WORK TO DO → Give these records again with "single pin" replaced by "single marker" everywhere and all else unchanged, leaving the pictures out.

DATASET CONTENT →
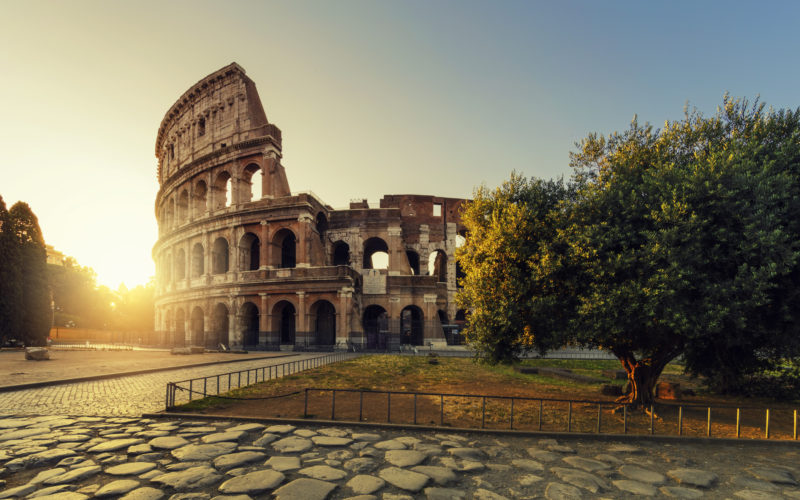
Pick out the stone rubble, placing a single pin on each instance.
(63, 458)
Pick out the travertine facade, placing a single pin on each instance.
(242, 261)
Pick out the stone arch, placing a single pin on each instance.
(283, 321)
(341, 254)
(372, 247)
(375, 323)
(220, 325)
(412, 327)
(437, 265)
(219, 256)
(249, 252)
(198, 327)
(322, 225)
(248, 322)
(198, 260)
(253, 181)
(413, 261)
(284, 253)
(169, 328)
(222, 190)
(180, 264)
(199, 198)
(179, 339)
(183, 206)
(323, 322)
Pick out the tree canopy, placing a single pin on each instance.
(682, 241)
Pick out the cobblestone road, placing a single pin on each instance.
(123, 396)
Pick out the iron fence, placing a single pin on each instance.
(185, 391)
(543, 414)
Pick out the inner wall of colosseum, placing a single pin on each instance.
(243, 262)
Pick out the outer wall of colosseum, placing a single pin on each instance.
(242, 261)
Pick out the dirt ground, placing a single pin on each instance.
(63, 364)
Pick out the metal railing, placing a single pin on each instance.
(185, 391)
(543, 414)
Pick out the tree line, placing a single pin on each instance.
(35, 295)
(676, 242)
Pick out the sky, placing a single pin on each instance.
(373, 97)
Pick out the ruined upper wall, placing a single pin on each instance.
(218, 112)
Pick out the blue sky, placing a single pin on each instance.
(373, 97)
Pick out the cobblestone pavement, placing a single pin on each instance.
(121, 396)
(74, 458)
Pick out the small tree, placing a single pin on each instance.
(35, 314)
(680, 241)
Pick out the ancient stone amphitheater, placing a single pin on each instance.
(242, 261)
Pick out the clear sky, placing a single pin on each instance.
(373, 96)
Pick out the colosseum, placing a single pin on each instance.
(244, 262)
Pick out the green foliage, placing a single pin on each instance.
(506, 229)
(34, 313)
(684, 240)
(10, 278)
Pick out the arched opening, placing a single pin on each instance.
(220, 327)
(253, 176)
(183, 206)
(249, 252)
(411, 326)
(198, 327)
(322, 226)
(179, 339)
(283, 318)
(199, 198)
(341, 254)
(323, 317)
(169, 329)
(413, 261)
(219, 256)
(198, 268)
(376, 327)
(284, 241)
(437, 265)
(222, 190)
(249, 324)
(170, 213)
(376, 254)
(180, 264)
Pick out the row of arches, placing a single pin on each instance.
(249, 249)
(200, 197)
(218, 328)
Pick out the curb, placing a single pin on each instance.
(497, 432)
(34, 385)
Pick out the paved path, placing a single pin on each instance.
(124, 395)
(148, 459)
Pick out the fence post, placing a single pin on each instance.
(625, 419)
(541, 404)
(599, 416)
(569, 416)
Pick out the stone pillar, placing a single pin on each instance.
(301, 319)
(265, 249)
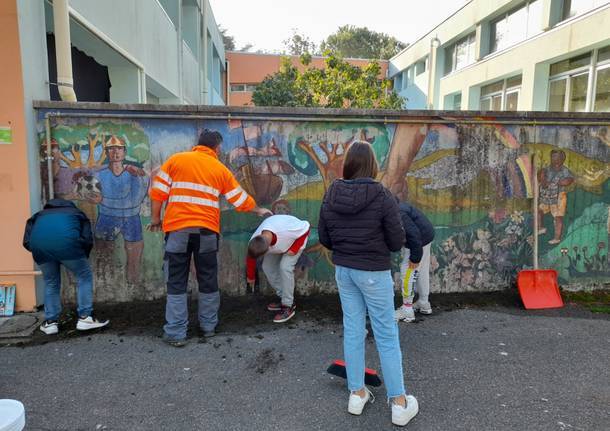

ANSWER TO THE TASK →
Pick out the stone rubble, placing a single marker on each instance.
(63, 458)
Pick out the travertine facade, placing a single marker on each instance.
(242, 261)
Pick out the stone arch, placing a single marker on each instance.
(283, 321)
(341, 254)
(372, 247)
(375, 323)
(220, 325)
(412, 327)
(437, 265)
(219, 256)
(249, 252)
(198, 327)
(322, 225)
(248, 322)
(198, 260)
(253, 181)
(413, 261)
(284, 253)
(169, 328)
(222, 190)
(180, 264)
(199, 198)
(179, 339)
(183, 206)
(323, 322)
Pick out the tree canopy, placing a single marker on each instance.
(682, 241)
Pick out the cobblestone road, placing a single marker on each instance.
(123, 396)
Pick out the iron fence, placing a single marker on each instance.
(185, 391)
(543, 414)
Pick out the inner wall of colosseum, placing a single marker on each instance.
(243, 262)
Pick out the outer wall of colosseum, placing a single marker on each instance.
(242, 261)
Pick out the dirt ground, placing a single marker on each instance.
(63, 364)
Pick out the metal railing, placing a single marker on each instance.
(185, 391)
(543, 414)
Pick out the tree line, placing a single marker on each instance.
(35, 295)
(676, 242)
Pick out the sky, placing a single marker on each instance.
(373, 97)
Pick out the ruined upper wall, placing a single marker on each instance.
(218, 112)
Pick out the blue sky, placing a single marker on each instance.
(373, 97)
Pick out the cobblestone pavement, placing a single marker on each instance.
(121, 396)
(74, 458)
Pick out the small tree, placing a single marker on each instance.
(35, 314)
(680, 241)
Pick out the ancient stone amphitheater, placing a single marker on each instance.
(242, 261)
Pick out the clear sky, placing a single marker on each instance.
(373, 96)
Pick out the colosseum, placing a single marker on each instance.
(244, 262)
Pick out the green foliage, placing a single marker on each instance.
(506, 229)
(34, 313)
(684, 240)
(10, 278)
Pick out the arched opening, placing a single marker on each instance.
(220, 327)
(253, 176)
(183, 206)
(249, 252)
(411, 326)
(198, 327)
(322, 226)
(179, 339)
(283, 318)
(199, 198)
(341, 254)
(323, 317)
(169, 329)
(413, 261)
(219, 256)
(198, 268)
(376, 327)
(284, 241)
(437, 265)
(222, 190)
(249, 324)
(170, 213)
(376, 254)
(180, 264)
Pick out the row of arches, placing a single marker on each instance.
(249, 249)
(200, 197)
(218, 328)
Pick out the curb, placing a single marker on each instance.
(497, 432)
(34, 385)
Pick out the paved path, placing a single marker on each instance.
(124, 395)
(148, 459)
Pick out the fence post, placing a single marker on each instance.
(625, 419)
(541, 404)
(599, 416)
(569, 416)
Pick out the stone pillar, placing a single marker on each instance.
(301, 319)
(265, 249)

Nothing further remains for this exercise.